Quoted text:
- - - - -

In his article "The debate over 'mark-up'" Dr Aqdas Ali Kazmi raises a question: "Does
the Islamic Shariah regard mark-up, or a similar system, consistent with its basic precepts
and principles?"

He has discussed stance of Islamic jurists on mark-up during the past two to three
decades and drawn the conclusion: "In its operations, structure and use, mark-up
resembles interest.... if the Shariah accepts mark-up as valid, it is left with no basis to
reject interest.... Shariah jurists cannot reject interest if they accept 'mark-up'".

He has quoted from the Report of Pakistan’s Council of Islamic Ideology (June 1980)
that the mark-up mode should not be used as a back door for allowing interest into the
banking and financial system. The main thrust of this article is to explain Shariah position
of the difference between cash and credit prices of a commodity and the possible modus
operandi of time valuation according to the precepts of the Shariah. The steps taken by
the State Bank of Pakistan for maintaining the purity of Bai Murabaha are also given in
the end.

With regard to the credit trade, there had been some difference of opinion among the
jurists on the Shariah position of the difference in cash and credit prices of a commodity.
Notwithstanding this difference, there is almost a consensus among the Shariah scholars
that credit price of a commodity can genuinely be more than its cash price provided one
price is settled before separation of the parties.

Accordingly, the Islamic Fiqh Academy of the OIC and Shariah Boards of all Islamic
banks approve the legality of this difference. This is tantamount to the acceptance of time
value in the pricing of goods. What is prohibited is any addition to the price once
mutually agreed because of any delay in its payment. This is because the commodity
once sold, even on credit, belongs to the purchaser on a permanent basis and the seller
has no right to re-price a commodity that he has sold and which does not belong to him.

According to many jurists this aspect is approved by the Nass (clear text of the Shariah).
The Holy Quran has reported non-believers saying, "The sale is very similar to Riba."
Their objection was that they increase the price of commodity in the original transaction
of sale because of its being based on deferred payment and it is treated as a valid sale.

- - - - -

Given entries:
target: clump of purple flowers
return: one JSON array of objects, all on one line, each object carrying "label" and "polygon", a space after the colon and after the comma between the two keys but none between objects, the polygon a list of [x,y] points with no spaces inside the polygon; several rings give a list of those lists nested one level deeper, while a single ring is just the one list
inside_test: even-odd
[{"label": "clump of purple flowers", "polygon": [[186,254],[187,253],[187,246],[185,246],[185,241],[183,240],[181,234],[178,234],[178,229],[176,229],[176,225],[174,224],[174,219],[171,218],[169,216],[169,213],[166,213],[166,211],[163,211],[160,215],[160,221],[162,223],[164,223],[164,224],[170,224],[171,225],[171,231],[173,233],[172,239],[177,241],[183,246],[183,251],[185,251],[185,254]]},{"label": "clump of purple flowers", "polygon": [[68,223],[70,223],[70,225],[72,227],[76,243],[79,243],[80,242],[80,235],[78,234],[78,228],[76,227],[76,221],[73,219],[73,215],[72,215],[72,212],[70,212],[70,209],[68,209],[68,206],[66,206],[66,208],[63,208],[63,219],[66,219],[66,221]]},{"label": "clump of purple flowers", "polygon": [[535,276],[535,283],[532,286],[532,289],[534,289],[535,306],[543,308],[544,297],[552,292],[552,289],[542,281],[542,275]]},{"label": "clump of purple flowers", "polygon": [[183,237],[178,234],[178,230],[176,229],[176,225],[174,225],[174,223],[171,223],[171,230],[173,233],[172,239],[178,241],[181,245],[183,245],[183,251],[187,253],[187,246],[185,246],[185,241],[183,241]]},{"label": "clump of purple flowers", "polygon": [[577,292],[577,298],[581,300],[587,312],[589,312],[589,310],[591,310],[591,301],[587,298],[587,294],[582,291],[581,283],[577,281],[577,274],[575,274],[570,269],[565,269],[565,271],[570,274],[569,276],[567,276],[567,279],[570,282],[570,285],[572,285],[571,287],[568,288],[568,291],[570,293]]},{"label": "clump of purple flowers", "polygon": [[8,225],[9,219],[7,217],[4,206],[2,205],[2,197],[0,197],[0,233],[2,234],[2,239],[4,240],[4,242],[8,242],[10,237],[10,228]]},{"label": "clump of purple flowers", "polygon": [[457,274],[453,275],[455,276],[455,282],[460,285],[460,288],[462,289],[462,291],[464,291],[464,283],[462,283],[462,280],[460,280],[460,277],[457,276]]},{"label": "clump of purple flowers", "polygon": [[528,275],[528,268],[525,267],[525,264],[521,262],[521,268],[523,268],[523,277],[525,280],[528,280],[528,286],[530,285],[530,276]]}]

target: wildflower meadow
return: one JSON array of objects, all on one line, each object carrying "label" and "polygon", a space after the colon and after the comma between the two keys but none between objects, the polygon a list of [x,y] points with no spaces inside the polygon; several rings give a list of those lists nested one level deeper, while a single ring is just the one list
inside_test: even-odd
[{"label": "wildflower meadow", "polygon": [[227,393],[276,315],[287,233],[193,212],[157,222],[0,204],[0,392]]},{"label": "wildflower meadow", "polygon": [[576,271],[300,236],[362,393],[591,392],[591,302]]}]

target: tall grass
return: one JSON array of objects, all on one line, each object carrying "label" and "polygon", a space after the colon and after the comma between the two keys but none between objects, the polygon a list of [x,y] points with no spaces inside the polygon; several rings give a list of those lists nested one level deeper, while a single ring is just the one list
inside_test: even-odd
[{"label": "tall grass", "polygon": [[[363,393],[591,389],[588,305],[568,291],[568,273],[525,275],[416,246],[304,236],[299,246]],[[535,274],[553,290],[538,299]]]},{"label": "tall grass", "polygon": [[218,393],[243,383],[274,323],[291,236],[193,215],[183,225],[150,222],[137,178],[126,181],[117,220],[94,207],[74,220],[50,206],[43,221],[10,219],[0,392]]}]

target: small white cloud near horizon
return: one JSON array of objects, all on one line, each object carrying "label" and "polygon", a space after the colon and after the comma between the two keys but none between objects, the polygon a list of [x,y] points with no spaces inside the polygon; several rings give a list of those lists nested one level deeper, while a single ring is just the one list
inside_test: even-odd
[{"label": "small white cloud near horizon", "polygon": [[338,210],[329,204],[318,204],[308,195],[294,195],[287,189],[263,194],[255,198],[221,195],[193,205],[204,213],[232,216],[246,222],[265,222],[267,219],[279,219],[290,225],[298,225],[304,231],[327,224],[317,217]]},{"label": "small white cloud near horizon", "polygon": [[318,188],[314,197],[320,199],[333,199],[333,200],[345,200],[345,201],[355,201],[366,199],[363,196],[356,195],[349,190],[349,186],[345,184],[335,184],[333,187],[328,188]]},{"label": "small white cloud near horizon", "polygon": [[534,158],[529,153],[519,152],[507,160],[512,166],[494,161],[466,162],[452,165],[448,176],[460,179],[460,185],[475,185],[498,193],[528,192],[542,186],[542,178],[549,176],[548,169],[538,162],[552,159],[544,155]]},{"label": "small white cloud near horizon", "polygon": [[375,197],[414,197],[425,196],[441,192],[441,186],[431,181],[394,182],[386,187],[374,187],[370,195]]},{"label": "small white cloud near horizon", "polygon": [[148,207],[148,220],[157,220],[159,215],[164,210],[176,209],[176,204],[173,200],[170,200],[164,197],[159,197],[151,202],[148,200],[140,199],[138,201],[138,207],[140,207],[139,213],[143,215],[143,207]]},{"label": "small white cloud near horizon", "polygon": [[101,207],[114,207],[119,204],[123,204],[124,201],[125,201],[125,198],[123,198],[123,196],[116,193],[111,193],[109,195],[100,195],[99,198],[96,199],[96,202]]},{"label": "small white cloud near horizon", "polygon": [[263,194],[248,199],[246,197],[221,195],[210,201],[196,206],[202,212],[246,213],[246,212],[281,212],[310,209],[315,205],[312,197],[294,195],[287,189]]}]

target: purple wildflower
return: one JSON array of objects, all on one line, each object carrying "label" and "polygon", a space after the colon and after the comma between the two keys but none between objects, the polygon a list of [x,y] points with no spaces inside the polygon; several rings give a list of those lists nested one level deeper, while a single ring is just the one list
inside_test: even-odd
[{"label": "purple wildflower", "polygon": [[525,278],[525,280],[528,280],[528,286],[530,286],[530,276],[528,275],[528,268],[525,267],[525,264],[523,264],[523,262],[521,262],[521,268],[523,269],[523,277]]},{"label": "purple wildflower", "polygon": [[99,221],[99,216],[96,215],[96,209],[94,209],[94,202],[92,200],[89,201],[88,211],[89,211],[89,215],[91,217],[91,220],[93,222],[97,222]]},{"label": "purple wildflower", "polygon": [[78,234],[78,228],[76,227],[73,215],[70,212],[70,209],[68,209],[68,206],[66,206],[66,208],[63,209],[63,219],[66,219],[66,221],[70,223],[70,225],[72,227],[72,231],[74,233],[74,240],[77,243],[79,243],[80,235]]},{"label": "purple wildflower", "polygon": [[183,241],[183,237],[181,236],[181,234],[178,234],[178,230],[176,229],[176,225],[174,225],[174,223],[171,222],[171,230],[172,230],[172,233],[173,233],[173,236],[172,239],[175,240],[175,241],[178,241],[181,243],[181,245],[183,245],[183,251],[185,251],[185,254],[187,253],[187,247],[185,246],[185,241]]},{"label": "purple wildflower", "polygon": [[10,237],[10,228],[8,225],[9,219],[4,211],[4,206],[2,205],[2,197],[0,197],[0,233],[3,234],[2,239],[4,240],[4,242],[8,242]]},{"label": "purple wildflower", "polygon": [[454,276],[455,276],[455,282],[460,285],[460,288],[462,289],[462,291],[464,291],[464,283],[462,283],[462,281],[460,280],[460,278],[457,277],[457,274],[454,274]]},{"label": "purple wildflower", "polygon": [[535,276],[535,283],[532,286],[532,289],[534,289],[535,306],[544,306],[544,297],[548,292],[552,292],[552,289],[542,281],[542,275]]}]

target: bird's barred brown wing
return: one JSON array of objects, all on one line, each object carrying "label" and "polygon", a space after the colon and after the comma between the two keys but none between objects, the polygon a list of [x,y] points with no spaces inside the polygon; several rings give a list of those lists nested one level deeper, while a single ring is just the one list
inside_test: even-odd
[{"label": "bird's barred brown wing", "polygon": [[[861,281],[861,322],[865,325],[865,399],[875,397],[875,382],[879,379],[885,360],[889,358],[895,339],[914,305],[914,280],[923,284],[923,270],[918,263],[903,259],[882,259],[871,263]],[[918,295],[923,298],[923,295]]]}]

- - - - -

What you will do:
1. Update the part of the passage on mark-up that opens with the words "He has discussed" and closes with "Ideology (June 1980)", replacing "jurists" with "scholars" wherever it occurs.
2. According to the passage on mark-up, which bank took the steps for maintaining the purity of Bai Murabaha?

Solved tasks:
1.
He has discussed stance of Islamic scholars on mark-up during the past two to three
decades and drawn the conclusion: "In its operations, structure and use, mark-up
resembles interest.... if the Shariah accepts mark-up as valid, it is left with no basis to
reject interest.... Shariah scholars cannot reject interest if they accept 'mark-up'".

He has quoted from the Report of Pakistan’s Council of Islamic Ideology (June 1980)

2. The State Bank of Pakistan.